Assignment: Restrict the output to the lines below starting at the one that contains "Target: reflective jacket" and ending at the one that contains "Example: <point>529,235</point>", and restate them word for word, both ends included.

- - - -

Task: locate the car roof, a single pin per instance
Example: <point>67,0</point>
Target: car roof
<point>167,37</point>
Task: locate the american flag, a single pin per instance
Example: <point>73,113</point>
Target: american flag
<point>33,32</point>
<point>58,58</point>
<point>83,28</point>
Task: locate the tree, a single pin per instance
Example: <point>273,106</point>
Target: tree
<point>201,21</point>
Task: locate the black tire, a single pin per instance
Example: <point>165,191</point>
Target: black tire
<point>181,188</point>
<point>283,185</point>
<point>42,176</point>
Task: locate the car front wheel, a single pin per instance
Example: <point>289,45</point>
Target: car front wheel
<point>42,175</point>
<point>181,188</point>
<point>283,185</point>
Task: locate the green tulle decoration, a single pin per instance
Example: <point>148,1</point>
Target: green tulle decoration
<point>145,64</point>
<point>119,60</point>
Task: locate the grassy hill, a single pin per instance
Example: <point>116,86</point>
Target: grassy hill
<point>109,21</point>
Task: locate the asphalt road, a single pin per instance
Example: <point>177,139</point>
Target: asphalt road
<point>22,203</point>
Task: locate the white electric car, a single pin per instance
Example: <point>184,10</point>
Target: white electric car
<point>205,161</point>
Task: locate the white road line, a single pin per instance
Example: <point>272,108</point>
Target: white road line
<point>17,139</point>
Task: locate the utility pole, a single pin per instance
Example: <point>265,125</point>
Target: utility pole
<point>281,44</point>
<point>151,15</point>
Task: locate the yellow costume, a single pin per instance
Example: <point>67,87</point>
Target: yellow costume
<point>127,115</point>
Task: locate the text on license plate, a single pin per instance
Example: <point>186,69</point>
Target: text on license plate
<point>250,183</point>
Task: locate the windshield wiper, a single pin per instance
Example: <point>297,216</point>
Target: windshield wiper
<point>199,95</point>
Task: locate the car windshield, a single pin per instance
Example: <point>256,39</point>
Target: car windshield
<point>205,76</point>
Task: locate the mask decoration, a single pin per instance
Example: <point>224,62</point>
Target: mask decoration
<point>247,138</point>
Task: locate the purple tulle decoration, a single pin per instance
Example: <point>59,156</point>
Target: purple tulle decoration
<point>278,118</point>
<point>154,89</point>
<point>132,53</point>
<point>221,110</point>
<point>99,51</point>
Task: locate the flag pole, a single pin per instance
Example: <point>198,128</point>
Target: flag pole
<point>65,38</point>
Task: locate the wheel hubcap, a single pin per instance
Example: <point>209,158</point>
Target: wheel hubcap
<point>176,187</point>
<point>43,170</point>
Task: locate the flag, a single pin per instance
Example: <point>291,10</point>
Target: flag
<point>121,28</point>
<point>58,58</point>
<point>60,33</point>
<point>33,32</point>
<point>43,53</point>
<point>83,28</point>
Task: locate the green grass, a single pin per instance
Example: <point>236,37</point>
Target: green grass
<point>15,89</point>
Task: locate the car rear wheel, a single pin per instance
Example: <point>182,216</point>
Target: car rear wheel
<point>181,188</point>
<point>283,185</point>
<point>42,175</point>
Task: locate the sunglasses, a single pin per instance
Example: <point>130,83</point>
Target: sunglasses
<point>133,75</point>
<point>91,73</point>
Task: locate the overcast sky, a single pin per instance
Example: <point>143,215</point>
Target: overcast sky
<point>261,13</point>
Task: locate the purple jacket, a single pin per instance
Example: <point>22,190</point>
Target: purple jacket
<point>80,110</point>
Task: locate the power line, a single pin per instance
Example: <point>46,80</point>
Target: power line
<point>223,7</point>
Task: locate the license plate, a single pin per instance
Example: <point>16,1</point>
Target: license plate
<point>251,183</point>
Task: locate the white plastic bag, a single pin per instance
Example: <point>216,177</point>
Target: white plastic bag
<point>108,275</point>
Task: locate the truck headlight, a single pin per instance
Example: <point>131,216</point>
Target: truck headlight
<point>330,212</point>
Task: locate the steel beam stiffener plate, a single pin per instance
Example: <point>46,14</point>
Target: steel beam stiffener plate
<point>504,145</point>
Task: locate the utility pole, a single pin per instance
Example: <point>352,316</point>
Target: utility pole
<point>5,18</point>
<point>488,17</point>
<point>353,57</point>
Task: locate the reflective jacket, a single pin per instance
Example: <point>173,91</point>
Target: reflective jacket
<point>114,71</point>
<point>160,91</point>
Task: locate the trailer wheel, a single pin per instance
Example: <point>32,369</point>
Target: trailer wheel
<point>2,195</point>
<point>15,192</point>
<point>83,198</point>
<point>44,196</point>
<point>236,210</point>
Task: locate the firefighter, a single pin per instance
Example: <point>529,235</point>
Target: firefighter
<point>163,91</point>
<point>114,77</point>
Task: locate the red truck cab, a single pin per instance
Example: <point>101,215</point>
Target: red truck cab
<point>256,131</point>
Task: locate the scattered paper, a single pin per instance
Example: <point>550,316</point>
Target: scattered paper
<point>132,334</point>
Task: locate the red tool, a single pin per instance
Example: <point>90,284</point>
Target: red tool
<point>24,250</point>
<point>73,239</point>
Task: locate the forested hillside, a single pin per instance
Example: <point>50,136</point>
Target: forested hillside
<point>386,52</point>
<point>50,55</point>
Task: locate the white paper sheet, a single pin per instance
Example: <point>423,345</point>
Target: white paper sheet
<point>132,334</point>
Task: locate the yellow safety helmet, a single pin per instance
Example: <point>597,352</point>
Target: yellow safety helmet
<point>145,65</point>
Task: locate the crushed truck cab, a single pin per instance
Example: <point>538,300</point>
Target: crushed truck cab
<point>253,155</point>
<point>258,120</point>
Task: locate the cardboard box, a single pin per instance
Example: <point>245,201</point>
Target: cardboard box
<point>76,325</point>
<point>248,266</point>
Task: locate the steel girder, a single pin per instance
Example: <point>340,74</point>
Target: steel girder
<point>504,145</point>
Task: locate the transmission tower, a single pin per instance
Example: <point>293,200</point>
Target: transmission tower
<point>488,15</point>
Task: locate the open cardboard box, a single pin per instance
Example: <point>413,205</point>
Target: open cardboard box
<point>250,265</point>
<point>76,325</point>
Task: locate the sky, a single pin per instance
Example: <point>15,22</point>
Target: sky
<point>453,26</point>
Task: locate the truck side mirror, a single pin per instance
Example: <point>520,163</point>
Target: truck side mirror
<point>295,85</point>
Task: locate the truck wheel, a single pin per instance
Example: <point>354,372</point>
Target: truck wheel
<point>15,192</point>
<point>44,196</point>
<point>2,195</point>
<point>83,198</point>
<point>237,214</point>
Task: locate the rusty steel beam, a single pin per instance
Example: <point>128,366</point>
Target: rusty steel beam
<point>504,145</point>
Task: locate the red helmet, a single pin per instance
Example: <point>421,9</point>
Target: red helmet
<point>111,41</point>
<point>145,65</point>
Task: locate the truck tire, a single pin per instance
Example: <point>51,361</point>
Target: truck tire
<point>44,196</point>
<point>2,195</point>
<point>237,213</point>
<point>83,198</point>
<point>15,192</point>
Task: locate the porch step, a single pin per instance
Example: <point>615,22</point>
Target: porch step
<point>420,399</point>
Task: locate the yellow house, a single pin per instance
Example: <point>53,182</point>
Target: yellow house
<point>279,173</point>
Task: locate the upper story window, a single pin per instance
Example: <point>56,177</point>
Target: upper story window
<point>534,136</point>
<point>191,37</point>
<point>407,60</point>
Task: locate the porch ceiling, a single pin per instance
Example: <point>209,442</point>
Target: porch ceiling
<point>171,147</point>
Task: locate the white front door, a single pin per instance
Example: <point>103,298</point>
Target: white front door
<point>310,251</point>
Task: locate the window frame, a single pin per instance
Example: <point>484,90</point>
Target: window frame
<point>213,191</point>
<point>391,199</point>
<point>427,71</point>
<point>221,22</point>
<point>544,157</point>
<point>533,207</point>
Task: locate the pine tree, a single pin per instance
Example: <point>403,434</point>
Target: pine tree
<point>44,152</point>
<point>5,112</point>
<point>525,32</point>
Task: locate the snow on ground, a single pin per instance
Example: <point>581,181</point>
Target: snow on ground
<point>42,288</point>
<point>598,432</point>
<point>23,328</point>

- - - -

Task output:
Target: reflective jacket
<point>114,71</point>
<point>160,91</point>
Task: locate the trailer wheel, a single pin per instance
Example: <point>32,369</point>
Target: trailer wheel
<point>2,195</point>
<point>15,192</point>
<point>83,198</point>
<point>44,196</point>
<point>236,210</point>
Task: locate the firefighter, a single pin per instance
Example: <point>529,235</point>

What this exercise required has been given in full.